◆ EXERCISE DETAILS:
Turn all of the data below into a numbered list, leaving out any blank lines.

◆ Collected data:

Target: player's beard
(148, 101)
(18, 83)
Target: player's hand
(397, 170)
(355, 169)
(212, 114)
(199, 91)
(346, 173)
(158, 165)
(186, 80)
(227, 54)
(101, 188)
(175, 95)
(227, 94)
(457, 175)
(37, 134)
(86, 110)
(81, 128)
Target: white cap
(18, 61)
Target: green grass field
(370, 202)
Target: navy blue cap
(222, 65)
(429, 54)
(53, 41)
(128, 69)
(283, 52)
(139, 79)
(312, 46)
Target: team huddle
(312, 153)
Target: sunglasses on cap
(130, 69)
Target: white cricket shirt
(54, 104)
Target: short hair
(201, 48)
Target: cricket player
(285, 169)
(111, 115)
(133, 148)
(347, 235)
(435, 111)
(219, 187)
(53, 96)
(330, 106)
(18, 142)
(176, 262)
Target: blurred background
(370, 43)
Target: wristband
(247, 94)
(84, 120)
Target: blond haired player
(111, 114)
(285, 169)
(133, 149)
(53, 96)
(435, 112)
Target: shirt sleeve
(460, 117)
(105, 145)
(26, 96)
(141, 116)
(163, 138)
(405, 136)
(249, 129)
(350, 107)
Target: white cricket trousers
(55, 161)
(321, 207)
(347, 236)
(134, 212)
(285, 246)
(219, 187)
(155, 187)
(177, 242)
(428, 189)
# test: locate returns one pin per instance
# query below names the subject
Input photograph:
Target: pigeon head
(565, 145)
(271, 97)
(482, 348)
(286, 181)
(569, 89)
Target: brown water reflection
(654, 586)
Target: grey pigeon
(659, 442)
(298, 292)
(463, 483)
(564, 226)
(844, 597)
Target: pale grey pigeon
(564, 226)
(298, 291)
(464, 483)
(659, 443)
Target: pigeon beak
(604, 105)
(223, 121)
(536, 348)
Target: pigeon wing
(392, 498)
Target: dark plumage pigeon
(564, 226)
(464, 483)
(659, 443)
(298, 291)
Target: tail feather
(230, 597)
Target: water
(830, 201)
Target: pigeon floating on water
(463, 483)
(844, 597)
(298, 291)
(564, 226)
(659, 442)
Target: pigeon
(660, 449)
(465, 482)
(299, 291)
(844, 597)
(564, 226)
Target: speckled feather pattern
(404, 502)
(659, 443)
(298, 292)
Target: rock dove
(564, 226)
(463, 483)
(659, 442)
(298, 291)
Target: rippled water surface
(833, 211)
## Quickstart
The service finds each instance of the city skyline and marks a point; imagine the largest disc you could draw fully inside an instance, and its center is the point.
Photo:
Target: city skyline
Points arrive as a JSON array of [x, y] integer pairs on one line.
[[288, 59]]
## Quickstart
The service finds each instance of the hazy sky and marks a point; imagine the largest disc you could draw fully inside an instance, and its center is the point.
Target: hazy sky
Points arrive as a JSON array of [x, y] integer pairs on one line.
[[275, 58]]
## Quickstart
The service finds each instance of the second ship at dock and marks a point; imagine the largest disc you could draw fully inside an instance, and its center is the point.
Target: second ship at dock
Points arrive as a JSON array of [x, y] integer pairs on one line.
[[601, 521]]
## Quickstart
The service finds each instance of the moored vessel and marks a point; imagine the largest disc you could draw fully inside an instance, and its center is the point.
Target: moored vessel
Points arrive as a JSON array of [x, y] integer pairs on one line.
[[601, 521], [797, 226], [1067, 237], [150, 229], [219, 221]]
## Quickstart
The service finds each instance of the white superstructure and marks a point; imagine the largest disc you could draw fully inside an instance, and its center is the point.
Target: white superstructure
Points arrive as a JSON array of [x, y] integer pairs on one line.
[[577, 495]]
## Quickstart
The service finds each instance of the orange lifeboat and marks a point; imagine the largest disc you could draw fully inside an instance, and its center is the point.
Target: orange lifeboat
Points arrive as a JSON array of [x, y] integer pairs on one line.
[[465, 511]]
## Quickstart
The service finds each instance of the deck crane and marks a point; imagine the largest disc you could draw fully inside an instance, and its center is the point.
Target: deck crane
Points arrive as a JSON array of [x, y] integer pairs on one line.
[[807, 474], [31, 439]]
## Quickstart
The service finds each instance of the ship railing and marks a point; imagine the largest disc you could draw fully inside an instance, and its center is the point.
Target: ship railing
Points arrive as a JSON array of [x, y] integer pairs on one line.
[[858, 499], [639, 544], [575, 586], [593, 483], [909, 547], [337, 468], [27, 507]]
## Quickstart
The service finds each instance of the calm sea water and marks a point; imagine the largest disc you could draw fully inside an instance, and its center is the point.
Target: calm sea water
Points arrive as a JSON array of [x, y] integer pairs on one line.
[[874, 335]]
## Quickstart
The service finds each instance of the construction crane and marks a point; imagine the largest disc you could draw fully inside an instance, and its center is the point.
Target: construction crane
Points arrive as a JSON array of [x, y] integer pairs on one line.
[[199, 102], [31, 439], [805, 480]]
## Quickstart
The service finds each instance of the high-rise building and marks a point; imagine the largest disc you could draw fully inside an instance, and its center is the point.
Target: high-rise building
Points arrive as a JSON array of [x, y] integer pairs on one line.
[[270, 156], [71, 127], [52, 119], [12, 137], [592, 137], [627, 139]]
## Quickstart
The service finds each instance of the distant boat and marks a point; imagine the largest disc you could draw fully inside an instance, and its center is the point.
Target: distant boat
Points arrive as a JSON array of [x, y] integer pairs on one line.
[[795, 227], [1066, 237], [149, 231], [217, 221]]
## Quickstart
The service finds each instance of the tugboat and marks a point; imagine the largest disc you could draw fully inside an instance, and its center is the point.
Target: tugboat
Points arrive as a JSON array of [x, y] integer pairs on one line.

◆ WRITTEN RESPONSE:
1. Target: player's beard
2. (148, 101)
3. (18, 83)
4. Target: player's hand
5. (397, 170)
6. (355, 169)
7. (212, 114)
8. (199, 91)
9. (346, 173)
10. (158, 165)
11. (186, 80)
12. (227, 54)
13. (101, 188)
14. (175, 95)
15. (227, 94)
16. (457, 175)
17. (37, 134)
18. (86, 110)
19. (81, 128)
20. Target: white cap
21. (18, 61)
22. Target: green grass field
23. (370, 202)
24. Target: navy blue cap
25. (222, 65)
26. (429, 54)
27. (53, 41)
28. (128, 69)
29. (283, 52)
30. (139, 79)
31. (312, 46)
32. Target: team huddle
33. (312, 153)
34. Target: sunglasses on cap
35. (130, 69)
36. Target: white cricket shirt
37. (54, 104)
38. Target: short hair
39. (201, 48)
40. Target: cricket player
41. (285, 169)
42. (111, 115)
43. (133, 148)
44. (347, 235)
45. (435, 111)
46. (219, 187)
47. (53, 96)
48. (330, 106)
49. (18, 142)
50. (176, 262)
51. Target: blurred background
52. (370, 43)
53. Target: wristband
54. (247, 94)
55. (84, 120)
56. Target: blond haired player
57. (111, 114)
58. (285, 169)
59. (133, 149)
60. (53, 96)
61. (435, 112)
62. Target: shirt sleeve
63. (460, 117)
64. (105, 145)
65. (26, 96)
66. (141, 116)
67. (163, 138)
68. (405, 136)
69. (249, 129)
70. (350, 107)
71. Target: white cricket trousers
72. (55, 161)
73. (321, 207)
74. (347, 236)
75. (134, 212)
76. (285, 246)
77. (219, 187)
78. (155, 187)
79. (177, 242)
80. (428, 189)
81. # test: locate returns one pin per instance
82. # query below names the subject
83. Input photograph:
84. Target: pigeon head
85. (565, 145)
86. (271, 97)
87. (482, 348)
88. (286, 181)
89. (569, 89)
90. Target: brown water reflection
91. (654, 586)
92. Target: grey pigeon
93. (659, 442)
94. (298, 292)
95. (463, 483)
96. (564, 226)
97. (844, 597)
98. Target: pale grey pigeon
99. (564, 226)
100. (298, 291)
101. (464, 483)
102. (659, 443)
103. Target: pigeon beak
104. (604, 105)
105. (223, 121)
106. (536, 348)
107. Target: pigeon wing
108. (392, 498)
109. Target: dark plumage pigeon
110. (564, 226)
111. (464, 483)
112. (659, 443)
113. (298, 291)
114. Target: tail feather
115. (230, 597)
116. Target: water
117. (830, 201)
118. Target: pigeon floating on water
119. (463, 483)
120. (844, 597)
121. (298, 291)
122. (564, 226)
123. (659, 442)
124. Target: pigeon
125. (660, 449)
126. (465, 482)
127. (299, 291)
128. (844, 597)
129. (564, 226)
130. Target: speckled feather pattern
131. (404, 502)
132. (659, 443)
133. (298, 292)
134. Target: rock dove
135. (564, 226)
136. (463, 483)
137. (659, 442)
138. (298, 291)
139. Target: rippled water surface
140. (833, 211)
141. ## Quickstart
142. The service finds each instance of the city skyline and marks a point; imagine the largest disc you could draw fully inside an instance, and its center is the point.
143. Photo:
144. Target: city skyline
145. Points arrive as a JSON array of [x, y] integer pairs on one line.
146. [[288, 59]]
147. ## Quickstart
148. The service finds each instance of the hazy sky and marks a point; imagine the largest disc you could draw fully inside an instance, and its center is the point.
149. Target: hazy sky
150. Points arrive as a JSON array of [x, y] integer pairs on one line.
151. [[275, 58]]
152. ## Quickstart
153. The service finds each instance of the second ship at dock and marks a point; imagine the largest disc you could draw fully inside an instance, and its center is the point.
154. Target: second ship at dock
155. Points arrive as a JSON array of [x, y] integer pairs on one line.
156. [[601, 521]]
157. ## Quickstart
158. The service finds each instance of the moored vessel and marks a point; imagine the largest disc you could draw fully inside an instance, and its center is the point.
159. Target: moored vessel
160. Points arrive as a JSON array of [x, y] integer pairs on one line.
161. [[601, 521], [797, 226], [1067, 237], [150, 229], [219, 221]]
162. ## Quickstart
163. The service finds each instance of the white superstructure and marks a point; imagine the largest disc you could draw fully inside an instance, and its center is the point.
164. Target: white superstructure
165. Points arrive as a JSON array of [x, y] integer pairs on one line.
166. [[577, 495]]
167. ## Quickstart
168. The service finds each instance of the orange lifeboat and marks a point; imagine the largest disc you could draw fully inside an instance, and its center is the point.
169. Target: orange lifeboat
170. Points arrive as a JSON array of [x, y] integer pairs on one line.
171. [[465, 511]]
172. ## Quickstart
173. The service finds each instance of the deck crane and marks a point; imagine the largest disc you could draw fully inside an instance, and its center is the point.
174. Target: deck crane
175. Points arrive as a JSON array of [x, y] integer pairs on one line.
176. [[807, 474], [31, 439]]
177. ## Quickstart
178. The service finds each instance of the ship railing and marks a point; imagine the largest disc you could draw fully inside an instance, and its center is the point.
179. Target: ship railing
180. Points arrive as a JSON array of [x, y] integer pairs on one line.
181. [[858, 499], [639, 544], [575, 586], [593, 483], [909, 547], [337, 468], [27, 507]]
182. ## Quickstart
183. The service finds each instance of the calm sea water and marks a point; imagine the largest disc you could draw fully inside an instance, and its center is the point.
184. Target: calm sea water
185. Points arrive as a JSON array of [x, y] integer pairs on one line.
186. [[874, 335]]
187. ## Quickstart
188. The service finds each instance of the construction crane and marks a point; imagine the largest disc you could draw fully inside an instance, and its center is the point.
189. Target: construction crane
190. Points arrive as a JSON array of [x, y] integer pairs on one line.
191. [[199, 102], [31, 439], [805, 480]]
192. ## Quickstart
193. The service finds each instance of the high-rise building and marks a point; imagine the largest disc you could draw fully inside an instance, and its center is the point.
194. Target: high-rise building
195. Points arrive as a JSON array of [x, y] integer pairs on one line.
196. [[270, 156], [71, 127], [52, 119], [12, 137], [592, 137], [627, 139]]
197. ## Quickstart
198. The service finds each instance of the distant boat and marks a point; imagine the largest disc you could draw fully inside an instance, and its center is the point.
199. Target: distant boat
200. Points arrive as a JSON array of [x, y] integer pairs on one line.
201. [[795, 227], [1066, 237], [149, 231], [217, 221]]
202. ## Quickstart
203. The service finds each instance of the tugboat and marks a point; imagine the largest disc you could draw fully inside an instance, and its center is the point.
204. Target: tugboat
205. Points arrive as a JSON array of [x, y] integer pairs on one line.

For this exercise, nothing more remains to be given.